PROBLEM TO SOLVE
Find the line containing "Annotate each instance of the seated". Retype it and every line after it through the end of the entries, exactly as written, with nothing added.

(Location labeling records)
--- Start ---
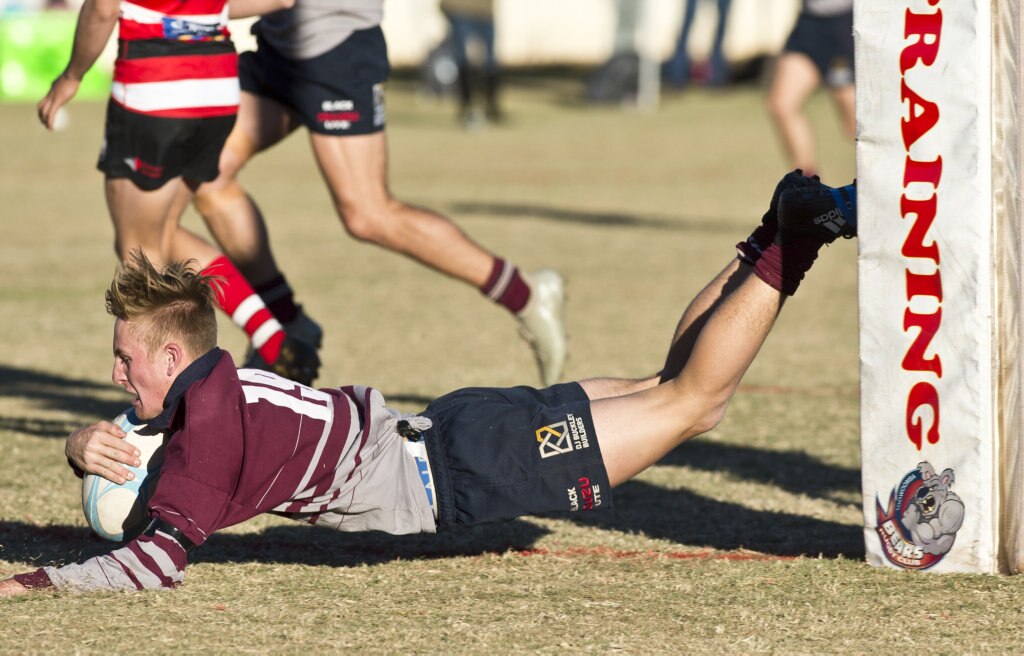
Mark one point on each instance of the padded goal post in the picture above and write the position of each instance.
(939, 154)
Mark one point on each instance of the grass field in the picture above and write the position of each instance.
(745, 540)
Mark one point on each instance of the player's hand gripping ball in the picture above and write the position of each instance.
(120, 512)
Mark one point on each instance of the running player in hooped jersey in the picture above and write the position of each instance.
(173, 102)
(245, 441)
(323, 66)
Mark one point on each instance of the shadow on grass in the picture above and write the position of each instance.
(689, 519)
(287, 544)
(604, 219)
(795, 472)
(52, 392)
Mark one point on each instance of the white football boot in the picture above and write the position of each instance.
(542, 322)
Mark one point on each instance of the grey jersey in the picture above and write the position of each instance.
(827, 7)
(313, 27)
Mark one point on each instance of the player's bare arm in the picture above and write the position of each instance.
(10, 587)
(95, 25)
(101, 449)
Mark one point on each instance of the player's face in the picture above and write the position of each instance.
(146, 378)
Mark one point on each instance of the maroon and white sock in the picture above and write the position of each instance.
(506, 287)
(247, 309)
(280, 299)
(782, 267)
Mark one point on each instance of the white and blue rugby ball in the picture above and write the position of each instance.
(119, 512)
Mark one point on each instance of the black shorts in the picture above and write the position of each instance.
(152, 150)
(340, 92)
(828, 43)
(497, 454)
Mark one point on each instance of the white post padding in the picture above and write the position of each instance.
(930, 383)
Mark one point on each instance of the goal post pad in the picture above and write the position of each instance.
(938, 151)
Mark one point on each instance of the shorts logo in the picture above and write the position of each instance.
(338, 115)
(140, 167)
(554, 439)
(919, 526)
(585, 497)
(378, 104)
(562, 437)
(181, 30)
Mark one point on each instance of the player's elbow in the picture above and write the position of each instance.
(709, 419)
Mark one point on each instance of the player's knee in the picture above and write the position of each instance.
(778, 107)
(710, 419)
(367, 222)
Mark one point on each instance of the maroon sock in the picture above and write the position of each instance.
(763, 236)
(782, 267)
(506, 287)
(280, 299)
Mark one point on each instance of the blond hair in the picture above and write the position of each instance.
(176, 304)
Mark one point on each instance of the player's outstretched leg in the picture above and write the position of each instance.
(638, 430)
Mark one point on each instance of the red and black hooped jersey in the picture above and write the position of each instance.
(176, 59)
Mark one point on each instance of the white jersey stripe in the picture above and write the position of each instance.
(178, 94)
(150, 16)
(254, 394)
(269, 328)
(314, 461)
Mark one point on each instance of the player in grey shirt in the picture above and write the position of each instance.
(323, 64)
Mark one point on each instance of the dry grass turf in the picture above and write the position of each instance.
(747, 540)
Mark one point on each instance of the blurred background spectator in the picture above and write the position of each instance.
(678, 70)
(819, 50)
(472, 34)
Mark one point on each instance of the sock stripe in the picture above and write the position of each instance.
(267, 330)
(247, 310)
(502, 283)
(274, 294)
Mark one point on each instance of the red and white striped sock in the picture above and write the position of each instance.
(506, 287)
(247, 309)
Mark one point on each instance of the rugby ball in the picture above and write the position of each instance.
(119, 512)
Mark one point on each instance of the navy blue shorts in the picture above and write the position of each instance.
(152, 149)
(340, 92)
(827, 41)
(499, 453)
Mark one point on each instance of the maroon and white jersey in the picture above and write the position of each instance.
(175, 59)
(245, 442)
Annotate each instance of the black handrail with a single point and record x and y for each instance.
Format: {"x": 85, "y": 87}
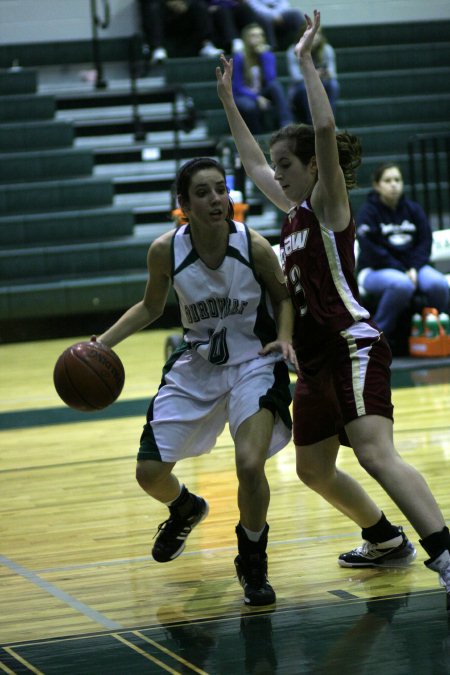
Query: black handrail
{"x": 98, "y": 22}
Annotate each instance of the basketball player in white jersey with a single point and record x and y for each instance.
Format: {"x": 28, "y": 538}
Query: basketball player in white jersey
{"x": 343, "y": 392}
{"x": 233, "y": 302}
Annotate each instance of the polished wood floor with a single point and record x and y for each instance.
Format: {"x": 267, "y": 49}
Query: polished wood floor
{"x": 76, "y": 533}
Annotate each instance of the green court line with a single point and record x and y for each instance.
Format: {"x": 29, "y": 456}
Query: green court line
{"x": 21, "y": 419}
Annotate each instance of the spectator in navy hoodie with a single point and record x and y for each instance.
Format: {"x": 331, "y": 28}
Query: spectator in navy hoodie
{"x": 395, "y": 240}
{"x": 255, "y": 86}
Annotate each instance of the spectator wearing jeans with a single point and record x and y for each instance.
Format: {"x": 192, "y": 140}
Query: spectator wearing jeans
{"x": 281, "y": 22}
{"x": 395, "y": 239}
{"x": 324, "y": 59}
{"x": 255, "y": 86}
{"x": 176, "y": 28}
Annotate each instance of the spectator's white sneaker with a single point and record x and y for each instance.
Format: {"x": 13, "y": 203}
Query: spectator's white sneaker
{"x": 237, "y": 45}
{"x": 209, "y": 49}
{"x": 159, "y": 55}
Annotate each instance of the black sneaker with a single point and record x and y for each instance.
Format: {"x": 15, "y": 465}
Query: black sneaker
{"x": 251, "y": 569}
{"x": 441, "y": 565}
{"x": 252, "y": 575}
{"x": 385, "y": 554}
{"x": 172, "y": 533}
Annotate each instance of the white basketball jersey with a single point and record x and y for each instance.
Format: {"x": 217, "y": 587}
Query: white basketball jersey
{"x": 225, "y": 312}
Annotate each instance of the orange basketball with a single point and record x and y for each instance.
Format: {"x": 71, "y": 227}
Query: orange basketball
{"x": 88, "y": 376}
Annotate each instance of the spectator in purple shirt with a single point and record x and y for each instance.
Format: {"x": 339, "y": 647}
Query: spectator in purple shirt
{"x": 257, "y": 91}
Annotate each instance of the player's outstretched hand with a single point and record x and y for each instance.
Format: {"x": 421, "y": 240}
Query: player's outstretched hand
{"x": 224, "y": 74}
{"x": 305, "y": 43}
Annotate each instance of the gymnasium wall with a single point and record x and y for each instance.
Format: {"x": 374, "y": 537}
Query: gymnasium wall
{"x": 56, "y": 20}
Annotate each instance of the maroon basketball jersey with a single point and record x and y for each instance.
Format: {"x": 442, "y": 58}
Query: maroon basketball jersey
{"x": 319, "y": 267}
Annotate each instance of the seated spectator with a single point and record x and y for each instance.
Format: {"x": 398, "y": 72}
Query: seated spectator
{"x": 281, "y": 22}
{"x": 395, "y": 240}
{"x": 256, "y": 89}
{"x": 324, "y": 59}
{"x": 176, "y": 28}
{"x": 229, "y": 18}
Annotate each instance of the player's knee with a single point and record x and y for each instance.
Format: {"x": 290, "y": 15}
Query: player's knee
{"x": 372, "y": 463}
{"x": 249, "y": 471}
{"x": 312, "y": 475}
{"x": 145, "y": 475}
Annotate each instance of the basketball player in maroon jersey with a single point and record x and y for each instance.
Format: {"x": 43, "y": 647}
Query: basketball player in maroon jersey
{"x": 343, "y": 392}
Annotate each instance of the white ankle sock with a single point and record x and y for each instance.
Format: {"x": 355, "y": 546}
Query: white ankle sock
{"x": 253, "y": 536}
{"x": 171, "y": 502}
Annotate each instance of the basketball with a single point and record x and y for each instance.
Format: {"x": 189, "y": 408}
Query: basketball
{"x": 88, "y": 376}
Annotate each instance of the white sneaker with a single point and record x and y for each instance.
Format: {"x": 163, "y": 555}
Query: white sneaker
{"x": 159, "y": 55}
{"x": 396, "y": 552}
{"x": 441, "y": 565}
{"x": 209, "y": 49}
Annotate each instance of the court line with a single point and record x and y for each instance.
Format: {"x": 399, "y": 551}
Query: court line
--- End ---
ANSWER TO THE TASK
Annotate each instance of the seated spectator with a single point and record x and y for each instance.
Format: {"x": 398, "y": 72}
Query: seated spectator
{"x": 281, "y": 22}
{"x": 395, "y": 240}
{"x": 256, "y": 89}
{"x": 324, "y": 59}
{"x": 176, "y": 28}
{"x": 229, "y": 18}
Annotate each instance of the player's knee with a single point and record x and y for each instance.
Format: {"x": 290, "y": 15}
Query: player's knee
{"x": 372, "y": 463}
{"x": 249, "y": 471}
{"x": 312, "y": 475}
{"x": 145, "y": 475}
Annotate each instance of the basketball player in maroon jersey with a single point and record x and y for each instance.
Format: {"x": 43, "y": 647}
Query: basketball player in maroon jersey
{"x": 343, "y": 392}
Annotate each instance of the white ankle sock with a single point and record x and y for each instance.
Format: {"x": 355, "y": 546}
Query: white ankle sock
{"x": 253, "y": 536}
{"x": 171, "y": 502}
Annotate each instance of the basketball with a single point and record x and y for each instance.
Format: {"x": 189, "y": 408}
Query: basketball
{"x": 88, "y": 376}
Annotate each instance of the white sneaker with a single point and record x and y for each instance.
Format: {"x": 163, "y": 555}
Query: white sneaker
{"x": 159, "y": 55}
{"x": 396, "y": 552}
{"x": 441, "y": 565}
{"x": 209, "y": 49}
Annotate each instance of the court line with a single point and record x and y for each instance.
Format: {"x": 399, "y": 551}
Query: court line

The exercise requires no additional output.